■ YOUR INSTRUCTIONS
Your answer should consist of the lines in the data below that contain "could".

(Records from a data collection)
┏━━

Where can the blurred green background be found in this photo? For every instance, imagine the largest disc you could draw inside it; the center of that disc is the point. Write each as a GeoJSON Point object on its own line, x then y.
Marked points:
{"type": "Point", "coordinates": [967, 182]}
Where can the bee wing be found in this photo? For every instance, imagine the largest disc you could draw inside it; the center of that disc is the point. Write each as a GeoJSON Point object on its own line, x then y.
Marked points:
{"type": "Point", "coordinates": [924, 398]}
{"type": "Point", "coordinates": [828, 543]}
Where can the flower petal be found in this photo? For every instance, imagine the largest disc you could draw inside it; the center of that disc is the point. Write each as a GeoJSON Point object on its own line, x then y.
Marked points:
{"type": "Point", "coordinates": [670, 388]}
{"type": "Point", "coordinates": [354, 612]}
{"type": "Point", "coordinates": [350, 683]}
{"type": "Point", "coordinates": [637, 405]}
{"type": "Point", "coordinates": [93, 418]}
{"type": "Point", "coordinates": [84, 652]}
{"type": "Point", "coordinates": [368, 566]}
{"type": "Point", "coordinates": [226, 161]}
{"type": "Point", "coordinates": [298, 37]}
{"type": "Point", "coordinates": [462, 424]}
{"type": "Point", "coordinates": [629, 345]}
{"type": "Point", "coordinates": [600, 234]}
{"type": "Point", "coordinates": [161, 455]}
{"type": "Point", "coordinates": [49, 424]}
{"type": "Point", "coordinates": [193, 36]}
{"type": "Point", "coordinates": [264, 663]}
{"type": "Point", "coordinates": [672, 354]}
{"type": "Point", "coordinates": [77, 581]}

┗━━

■ WRITTEN SOLUTION
Where can the blurred green background be found in this photo? For every instance, imagine the largest disc you could draw inside it; the center of that disc is the point. Write each as a GeoJSON Point object on its own line, x then y.
Where can the bee wing be found in this photo? For every instance, imagine the largest disc you could draw inside it; the center of that disc is the point. Write each as a GeoJSON Point object on its own line, x then y.
Where can the flower petal be found in this photo? For every instance, imagine the largest disc you could draw inside it; the center of that disc is the point. Write each as a GeoJSON Point object on its own line, x then y.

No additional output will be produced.